Task objective:
In the earnings call transcript, what share of hard currency EBITDA does the Chief Executive Officer expect for 2022?

Yeah. Let me tackle those two and let's set up a proper session. Jose and I will be more than happy to, particularly Jose, since a lot of your questions, I think, are more in Jose's department. We'll be very happy to go through that in detail. So on those two, particularly let me start with the – the margin targets. We continue to be committed to the plan that we discussed with you guys three years ago. As you know, we had a dip in 2020 because of the pandemic. We had a problem with the cyber. We'll have other problems through our lifetime. This is a complicated market, but we are committed to to come back and continue the long-term trend. So let me be very clear. Expectations to get that, I think the 2021 has put us behind a few months. I would expect to get back to the targets that we discussed with you three years ago, probably in the first half of the year after. I don't expect more than a few months of impact. My impact to that timeline, my ambition is to exit 2022 with a very strong exit rate, you know, demonstrated that, yes, you know, we got a problem with cyber in Q4 of 2021, but we are strong and continue to show in that trend beyond the number that you remember and beyond. Okay?

speaker
Beltran Palazuelo
Analyst, DLTV

Okay. Carlos, thank you. Thank you for the hard work for all the team and thank you for your answer.

speaker
Hernan Van Waveren
Investor Relations Director

Thank you. We have a question from our webcast. Carlos, what is the reasonable expectation for the percentage of hard currency EBITDA going forward? Your increase in hard currency EBITDA in 2021 was 26%, which might have been helped by the decline in Brazil EBITDA owning to the cyber attack. Could you expand there, please?

speaker
Carlos Lopez Abadía
Chief Executive Officer

Sure. We continue to grow the percentage of our hard currency. It's part of our strategy and policy. We, as I mentioned a number of times to you guys, the i find that that the us market european markets not only they're very attractive per se and inherently but but also it uh one of it helped it helps this company one of the challenges that we have which is the the fx exposure and and fluctuations so we continue to we will continue as a target to increase our um our um hard currency uh percentage um What do we expect for 2022? I expect something in the order of 30%. So we expect to continue growing the percentage, the fraction of hard currency in our cash and maybe the

speaker
Hernan Van Waveren
Investor Relations Director

Thank you, Carlos. So we have one more question from our webcast. How are the results of ongoing negotiation with clients to adjust contracts prices to inflation? Are they mostly completed? Could there still be pressure on guided margins for 2022 coming from this front?

speaker
Carlos Lopez Abadía
Chief Executive Officer

That front is fairly tractable. So all the things, unfortunately, in the environment that we work, that's part of what we do. So it's our cost from that perspective is going to be higher this year because the inflation is higher. But the impact is fundamentally the first half. The way it works is every contract that we have signed in the last, few years, and I think by now the majority, if not the totality of our contracts, have the inflation adjustment process. What tends to happen is that the wage inflation happens in the beginning of the year. In many countries, this is driven by government and or unions, and it happens immediately. And then the adjustment on the prices of the existing contracts. It happens through the year, you know. We achieve very high rates of pass-through. I think we expect to continue to be at the high end, 80% plus, for example, in Brazil. So it's something we do every year, and it's factored in the higher inflation of this year is factored in the guidance that we've given you.

speaker
Hernan Van Waveren
Investor Relations Director

Thank you, Carlos. Thank you, Jose, for your time. This concludes our call. Operator, please, you can finalize the call.

speaker
Operator
Conference Call Operator

Thank you, sir. The conference has now concluded. We thank you all for attending today's presentation. You may now disconnect your phones at this time. Take care.

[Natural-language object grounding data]
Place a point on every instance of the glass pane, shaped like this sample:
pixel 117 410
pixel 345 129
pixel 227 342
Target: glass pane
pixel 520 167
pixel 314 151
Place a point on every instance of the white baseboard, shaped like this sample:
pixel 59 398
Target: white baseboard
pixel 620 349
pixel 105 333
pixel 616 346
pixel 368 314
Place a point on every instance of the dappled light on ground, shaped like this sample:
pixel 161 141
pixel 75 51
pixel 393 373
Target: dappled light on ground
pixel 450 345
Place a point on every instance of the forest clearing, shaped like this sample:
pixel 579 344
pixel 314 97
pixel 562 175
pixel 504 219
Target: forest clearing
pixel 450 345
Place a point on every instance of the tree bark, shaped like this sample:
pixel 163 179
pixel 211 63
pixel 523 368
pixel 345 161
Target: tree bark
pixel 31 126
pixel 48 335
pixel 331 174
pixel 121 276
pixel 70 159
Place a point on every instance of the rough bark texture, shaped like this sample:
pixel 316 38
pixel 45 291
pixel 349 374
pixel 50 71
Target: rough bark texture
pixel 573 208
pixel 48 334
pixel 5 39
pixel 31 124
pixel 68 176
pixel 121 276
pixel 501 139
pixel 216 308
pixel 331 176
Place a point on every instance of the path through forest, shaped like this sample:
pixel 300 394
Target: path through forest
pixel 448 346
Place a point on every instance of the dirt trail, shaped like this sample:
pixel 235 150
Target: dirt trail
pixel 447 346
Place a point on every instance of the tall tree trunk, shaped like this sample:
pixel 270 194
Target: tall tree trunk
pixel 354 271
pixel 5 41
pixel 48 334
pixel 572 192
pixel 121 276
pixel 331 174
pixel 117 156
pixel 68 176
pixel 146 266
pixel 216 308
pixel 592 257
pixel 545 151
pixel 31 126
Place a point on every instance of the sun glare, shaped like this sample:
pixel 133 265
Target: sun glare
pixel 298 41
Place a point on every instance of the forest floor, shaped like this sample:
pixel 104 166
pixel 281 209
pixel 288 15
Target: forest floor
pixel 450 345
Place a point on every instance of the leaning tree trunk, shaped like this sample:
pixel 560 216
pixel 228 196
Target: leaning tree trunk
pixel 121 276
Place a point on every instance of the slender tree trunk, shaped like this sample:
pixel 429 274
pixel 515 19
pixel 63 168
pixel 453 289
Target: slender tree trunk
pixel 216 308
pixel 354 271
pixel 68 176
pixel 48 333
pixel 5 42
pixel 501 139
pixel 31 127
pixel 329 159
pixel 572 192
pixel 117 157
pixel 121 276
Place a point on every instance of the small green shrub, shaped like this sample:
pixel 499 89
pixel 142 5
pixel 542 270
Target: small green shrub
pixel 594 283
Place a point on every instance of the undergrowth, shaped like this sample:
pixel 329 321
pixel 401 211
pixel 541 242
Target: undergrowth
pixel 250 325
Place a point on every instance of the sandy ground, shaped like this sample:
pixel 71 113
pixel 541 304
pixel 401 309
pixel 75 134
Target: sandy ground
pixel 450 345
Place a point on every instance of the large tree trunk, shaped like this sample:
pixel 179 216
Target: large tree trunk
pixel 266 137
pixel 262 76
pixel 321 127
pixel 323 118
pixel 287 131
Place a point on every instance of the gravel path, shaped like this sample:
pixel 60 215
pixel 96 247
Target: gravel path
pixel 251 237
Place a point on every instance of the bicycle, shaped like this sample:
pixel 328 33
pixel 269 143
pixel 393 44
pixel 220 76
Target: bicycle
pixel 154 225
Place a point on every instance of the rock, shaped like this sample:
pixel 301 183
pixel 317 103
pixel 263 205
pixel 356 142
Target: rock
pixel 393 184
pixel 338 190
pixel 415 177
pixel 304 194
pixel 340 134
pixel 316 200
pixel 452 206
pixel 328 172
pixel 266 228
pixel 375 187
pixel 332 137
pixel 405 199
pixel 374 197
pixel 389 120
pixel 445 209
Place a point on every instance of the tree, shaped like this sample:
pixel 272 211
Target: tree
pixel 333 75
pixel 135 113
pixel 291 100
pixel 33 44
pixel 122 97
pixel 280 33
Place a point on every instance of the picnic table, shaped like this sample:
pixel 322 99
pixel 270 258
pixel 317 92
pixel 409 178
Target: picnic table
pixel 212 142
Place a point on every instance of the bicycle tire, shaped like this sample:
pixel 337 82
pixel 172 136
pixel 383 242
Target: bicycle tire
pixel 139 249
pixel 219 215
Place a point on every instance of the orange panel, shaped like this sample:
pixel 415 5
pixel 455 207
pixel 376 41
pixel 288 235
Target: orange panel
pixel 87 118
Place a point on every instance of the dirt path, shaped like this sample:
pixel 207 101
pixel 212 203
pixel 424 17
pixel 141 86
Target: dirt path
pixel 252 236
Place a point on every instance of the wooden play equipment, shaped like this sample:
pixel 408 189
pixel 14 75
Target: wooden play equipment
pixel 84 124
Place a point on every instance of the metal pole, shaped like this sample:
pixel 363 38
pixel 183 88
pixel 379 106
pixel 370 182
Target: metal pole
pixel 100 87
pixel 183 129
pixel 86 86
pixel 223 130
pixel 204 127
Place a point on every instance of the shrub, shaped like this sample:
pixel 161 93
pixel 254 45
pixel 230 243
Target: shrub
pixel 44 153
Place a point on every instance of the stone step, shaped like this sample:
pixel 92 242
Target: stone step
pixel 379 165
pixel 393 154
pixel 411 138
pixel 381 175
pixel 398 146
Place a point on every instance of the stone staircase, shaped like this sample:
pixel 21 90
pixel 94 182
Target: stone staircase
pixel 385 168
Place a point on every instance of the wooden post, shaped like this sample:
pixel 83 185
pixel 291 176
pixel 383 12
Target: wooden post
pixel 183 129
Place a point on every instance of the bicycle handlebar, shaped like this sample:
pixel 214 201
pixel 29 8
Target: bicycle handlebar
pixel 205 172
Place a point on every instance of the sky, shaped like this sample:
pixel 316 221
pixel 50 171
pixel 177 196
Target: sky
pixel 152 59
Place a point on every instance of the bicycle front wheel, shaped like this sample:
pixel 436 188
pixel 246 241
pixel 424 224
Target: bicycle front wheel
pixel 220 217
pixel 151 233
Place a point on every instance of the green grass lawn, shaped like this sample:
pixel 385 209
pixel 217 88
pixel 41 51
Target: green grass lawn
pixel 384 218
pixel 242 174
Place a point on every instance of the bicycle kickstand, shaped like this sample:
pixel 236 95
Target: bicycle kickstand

Your response:
Something in the order of 30%.